◆ **Compiti da svolgere**
A. Nel brano sulla CIA e i media, come vengono chiamati all'interno dell'Agenzia gli editorialisti e i commentatori radio con legami stretti con la CIA?
B. Riprendi il brano sulla CIA e i media e prosegui dopo la sua ultima frase.

◆ **Brano fornito**

↓

Gli editorialisti dei quotidiani e i giornalisti radio con nomi familiari sono noti per aver mantenuto stretti legami con l’Agenzia. “ Ci sono forse una dozzina di editorialisti molto noti e commentatori radio le cui relazioni con la CIA vanno molto oltre a quelle che normalmente vi sono tra i reporter e le loro fonti”, sostiene Bernstein. Nell’Agenzia ci si riferisce a loro come “risorse note” e ci si può fare affidamento per svolgere una serie di compiti sotto copertura; sono considerati sensibili al punto di vista dell’Agenzia su diverse materie”. Bernstein, La CIA e i media.

Frank Wisner, Allen Dulles e l’editore del Washington Post Philiph Graham erano stretti associati, e il Post è diventato uno dei più influenti organi di news degli Stati Uniti grazie ai propri legami con la CIA. “Le relazioni individuali con l’intelligence dei       dirigenti del Post furono infatti il motivo della rapida crescita che ebbe il quotidiano dopo la guerra”, osserva Davis (pag. 172). “I loro segreti erano i loro segreti aziendali, a cominciare da MOCKINGBIRD. L’impegno di Philip Graham per l’intelligence ha fatto nascere nel suo amico Frank Wisner l’interesse nel fare del Washington Post il principale veicolo di news a Washington, a cui ci si è arrivati con l’appoggio alle due più importanti acquisizioni: il Times-Herald e le stazioni radiotelevisive WTOP”. Davis, Caterina la Grande, Katharine Graham e il Washington Post, pag. 172.

Subito dopo la Prima Guerra Mondiale l’amministrazione Wilson assegnò al giornalista e autore Walter Lippman l’incarico di reclutare agenti per l’Inquiry, l’organizzazione ultra segreta di intelligence civile, la prima nel suo genere, il cui ruolo consisteva nel verificare le informazioni per preparare Wilson ai negoziati di pace, ed inoltre identificare delle risorse naturali all’estero per gli speculatori di Wall Street e le compagnie del greggio. Le attività di questa organizzazione servirono come prototipo per le funzioni eventualmente svolte dalla CIA, chiamate”pianificare, raccogliere, selezionare ed elaborare i dati grezzi” osserva lo storico Servando Gonzalez. “Ciò corrisponde grosso modo al ciclo di intelligence della CIA: pianificazione e direzione, raccolta, elaborazione, produzione e analisi e diffusione”. Diversi membri dell’Inquiry sarebbero in seguito diventati membri del Consiglio delle Relazioni Estere. Lippmann arriverà ad essere uno dei migliori editorialisti del Washington Post. Servando Gonzalez, La guerra psicologica e il nuovo ordine mondiale: La guerra segreta contro il popolo americano, Oakland, CA: Spooks Books, 2010, pag.50.

↑

(Righe da una raccolta di dati)
↓

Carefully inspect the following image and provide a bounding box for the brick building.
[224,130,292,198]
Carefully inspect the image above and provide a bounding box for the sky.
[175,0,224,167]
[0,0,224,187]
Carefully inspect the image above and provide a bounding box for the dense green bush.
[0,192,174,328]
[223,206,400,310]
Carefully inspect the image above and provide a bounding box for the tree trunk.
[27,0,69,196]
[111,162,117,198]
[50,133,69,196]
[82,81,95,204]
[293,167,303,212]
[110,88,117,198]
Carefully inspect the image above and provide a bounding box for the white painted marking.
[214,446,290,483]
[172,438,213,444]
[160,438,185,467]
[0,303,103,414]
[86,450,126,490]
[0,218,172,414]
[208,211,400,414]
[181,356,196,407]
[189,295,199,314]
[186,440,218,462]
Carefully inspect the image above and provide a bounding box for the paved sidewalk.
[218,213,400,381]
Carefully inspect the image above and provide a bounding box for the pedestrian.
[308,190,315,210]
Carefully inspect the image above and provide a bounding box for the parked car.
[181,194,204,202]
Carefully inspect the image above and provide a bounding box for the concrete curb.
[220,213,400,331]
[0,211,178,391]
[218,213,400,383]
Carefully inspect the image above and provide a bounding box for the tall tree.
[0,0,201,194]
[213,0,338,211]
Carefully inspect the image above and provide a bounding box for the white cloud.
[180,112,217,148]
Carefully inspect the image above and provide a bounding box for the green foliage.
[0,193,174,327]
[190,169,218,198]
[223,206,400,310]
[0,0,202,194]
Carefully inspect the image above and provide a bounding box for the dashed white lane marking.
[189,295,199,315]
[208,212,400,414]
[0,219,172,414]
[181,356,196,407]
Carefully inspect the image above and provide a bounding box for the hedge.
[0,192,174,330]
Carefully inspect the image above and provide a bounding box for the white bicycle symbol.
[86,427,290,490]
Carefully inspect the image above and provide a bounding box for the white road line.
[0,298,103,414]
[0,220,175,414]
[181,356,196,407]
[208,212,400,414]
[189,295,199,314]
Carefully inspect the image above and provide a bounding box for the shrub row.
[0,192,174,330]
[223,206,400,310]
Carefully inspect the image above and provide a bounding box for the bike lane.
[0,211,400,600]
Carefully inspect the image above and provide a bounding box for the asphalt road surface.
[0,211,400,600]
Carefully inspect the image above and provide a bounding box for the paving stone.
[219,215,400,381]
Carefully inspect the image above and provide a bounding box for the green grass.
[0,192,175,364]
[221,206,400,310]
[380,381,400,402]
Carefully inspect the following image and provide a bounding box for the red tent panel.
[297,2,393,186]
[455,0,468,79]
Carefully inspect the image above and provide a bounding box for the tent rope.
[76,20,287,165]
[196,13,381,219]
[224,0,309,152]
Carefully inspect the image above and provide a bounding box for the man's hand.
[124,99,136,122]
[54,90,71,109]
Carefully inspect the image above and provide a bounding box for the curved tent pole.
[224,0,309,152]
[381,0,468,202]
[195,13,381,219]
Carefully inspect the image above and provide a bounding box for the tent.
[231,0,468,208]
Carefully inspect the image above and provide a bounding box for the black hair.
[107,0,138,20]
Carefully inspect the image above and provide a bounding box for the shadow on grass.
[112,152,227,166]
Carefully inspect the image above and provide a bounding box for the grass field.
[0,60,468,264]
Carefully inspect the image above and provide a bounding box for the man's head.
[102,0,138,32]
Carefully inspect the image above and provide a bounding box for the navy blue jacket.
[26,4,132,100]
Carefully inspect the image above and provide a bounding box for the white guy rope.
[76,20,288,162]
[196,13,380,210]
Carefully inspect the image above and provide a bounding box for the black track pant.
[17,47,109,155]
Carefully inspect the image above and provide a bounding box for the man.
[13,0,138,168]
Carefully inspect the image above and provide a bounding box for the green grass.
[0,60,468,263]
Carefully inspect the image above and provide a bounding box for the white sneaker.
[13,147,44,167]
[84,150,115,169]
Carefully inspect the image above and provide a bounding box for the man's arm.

↑

◆ **Le risposte**
A. Vengono chiamati "risorse note".

B.
I due settimanali più importanti, il Times e Newsweek, mantennero stretti legami con la CIA. “I file dell’Agenzia contengono accordi scritti con ex corrispondenti esteri e collaboratori di entrambi i settimanali” secondo Carl Bernstein. “Allen Dulles spesso interveniva presso i suoi buoni amici, lo scomparso Henry Luce, fondatore dei magazine Time e Life, che facilmente consentiva ad alcuni membri del proprio staff di lavorare per l’Agenzia ed accordarsi per fornire lavoro e credenziali per altri operativi della CIA che non avevano esperienza giornalistica” Bernstein, La CIA e i media.

Nella sua autobiografia l’ex funzionario della CIA E.Howard Hunt cita l’articolo “La CIA e i media” di Bernstein in dettaglio. “ Io non so nulla per contraddire questa inchiesta” dichiara Hunt, suggerendo che la fama del giornalista investigativo del Watergate non era arrivata abbastanza lontana. “Bernstein inoltre identificava alcuni dei massimi dirigenti dei media del paese con l’essere delle risorse preziose per l’Agenzia…ma la lista delle organizzazioni che hanno cooperato con l’Agenzia mostra un veritiero “Chi è Chi” dell’industria dei media, che include ABC, NBC, l’Associated Press, UPI, Reuters, Hearst Newspapers, Scripp-Howard, il magazine Newsweek ed altri ancora”. E. Howard Hunt Una spia americana: La mia storia segreta nella CIA, il Watergate ed oltre, Hoboken NJ: John Wiley & Sons, 2007, pag.150.

Quando, nel 1964 ,con la pubblicazione de Il governo invisibile dei giornalisti David Wise e Thomas B. Ross emerse il primo grande scandalo della CIA, questa considerò di acquistare tutta la tiratura per tenere il libro lontano dal pubblico, che giudicava ostile verso di essa. “ Per un’estensione che sta solo iniziando ad essere percepita, questo governo ombra sta plasmando le vite di 190 milioni di americani.” Scrivono gli autori Wise e Ross nell’introduzione del libro. “Decisioni cruciali riguardanti la pace e la guerra hanno luogo lontano dallo sguardo pubblico. –Un cittadino informato dovrebbe iniziare a sospettare che la politica estera degli Stati Uniti spesso funzioni pubblicamente in un modo e segretamente, attraverso il governo invisibile, nella direzione esattamente opposta”. Lisa Pease, Quando l’impero della CIA reagisce, Consortiumnews.com, 6 Febbraio, 2014.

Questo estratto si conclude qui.